SET TASKS:
A) Decide whether each statement agrees with the passage on the Telent pension takeover: (i) the regulator placed three independent trustees on the board of the Telent pension scheme, (ii) the Pension Corporation is based in Jersey, (iii) the Pension Corporation's takeover bid was worth £400m. Answer yes or no for each, and quote the deciding words from the passage.
B) Copy out the part of the passage on the Telent pension takeover starting with "It is the first" and going on through "Telent pension scheme.".

DOCUMENT:
[BEGIN]

The Pension Corporation (PC), founded by the former Duke Street Capital boss Edmund Truell, has till the end of this month to decide whether tough intervention from the Pensions Regulator is a deal breaker in its plan to buy telecoms firm Telent for its £2.5bn pension assets.
It is the first time since it came into being in April 2005 that the regulator has used its special powers to intervene in a corporate takeover, sending a stark warning to the growing number of predatory firms circling UK pension assets.
The unprecedented step was taken on 19 October, when the watchdog hurriedly installed three independent trustees on the board of the £2.5bn Telent pension scheme.
Telent is the rump of the collapsed UK group Marconi. Today it is a small operating company selling telecoms equipment and services with a large pension fund. The regulator's decision was taken after the trustees of the original scheme raised concerns over the pension benefits of its 62,000 members in the wake of a £400m takeover bid by PC, a Guernsey-based retirement fund consolidator. PC creates special vehicles to bid for companies with big pension funds, in the hope of seizing control and running them more efficiently.

[END]

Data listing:
[BEGIN]

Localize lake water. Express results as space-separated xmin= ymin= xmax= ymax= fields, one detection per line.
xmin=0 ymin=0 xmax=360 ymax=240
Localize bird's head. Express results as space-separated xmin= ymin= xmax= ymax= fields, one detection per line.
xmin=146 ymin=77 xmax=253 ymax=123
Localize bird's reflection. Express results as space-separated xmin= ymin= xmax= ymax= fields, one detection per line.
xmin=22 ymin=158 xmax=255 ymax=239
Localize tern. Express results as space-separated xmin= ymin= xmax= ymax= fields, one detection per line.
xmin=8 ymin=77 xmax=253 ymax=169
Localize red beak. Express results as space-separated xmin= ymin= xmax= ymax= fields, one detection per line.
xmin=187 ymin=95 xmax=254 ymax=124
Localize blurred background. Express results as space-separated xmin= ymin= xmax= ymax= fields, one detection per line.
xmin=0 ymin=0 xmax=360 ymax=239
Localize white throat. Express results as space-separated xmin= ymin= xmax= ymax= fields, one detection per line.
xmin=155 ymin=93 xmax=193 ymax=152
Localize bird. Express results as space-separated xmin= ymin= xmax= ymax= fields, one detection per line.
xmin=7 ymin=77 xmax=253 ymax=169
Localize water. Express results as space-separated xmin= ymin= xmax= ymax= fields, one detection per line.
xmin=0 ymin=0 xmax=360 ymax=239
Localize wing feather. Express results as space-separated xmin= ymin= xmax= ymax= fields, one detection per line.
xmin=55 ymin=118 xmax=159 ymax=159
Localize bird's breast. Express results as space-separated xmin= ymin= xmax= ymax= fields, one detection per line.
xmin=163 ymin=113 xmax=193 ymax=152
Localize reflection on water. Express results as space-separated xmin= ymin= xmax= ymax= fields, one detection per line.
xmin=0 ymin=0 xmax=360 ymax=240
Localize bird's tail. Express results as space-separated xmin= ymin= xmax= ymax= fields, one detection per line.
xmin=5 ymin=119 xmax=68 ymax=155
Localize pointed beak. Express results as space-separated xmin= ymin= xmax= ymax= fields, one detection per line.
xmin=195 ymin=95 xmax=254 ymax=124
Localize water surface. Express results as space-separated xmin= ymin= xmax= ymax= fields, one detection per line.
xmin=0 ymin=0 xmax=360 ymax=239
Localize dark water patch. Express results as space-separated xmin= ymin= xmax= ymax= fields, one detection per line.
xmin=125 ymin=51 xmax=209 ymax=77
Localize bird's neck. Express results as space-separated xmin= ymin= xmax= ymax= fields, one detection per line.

[END]

ANSWER SET:
A)
(i) Yes: "the watchdog hurriedly installed three independent trustees on the board of the £2.5bn Telent pension scheme"
(ii) No: "a Guernsey-based retirement fund consolidator"
(iii) Yes: "a £400m takeover bid by PC"

B)
It is the first time since it came into being in April 2005 that the regulator has used its special powers to intervene in a corporate takeover, sending a stark warning to the growing number of predatory firms circling UK pension assets.
The unprecedented step was taken on 19 October, when the watchdog hurriedly installed three independent trustees on the board of the £2.5bn Telent pension scheme.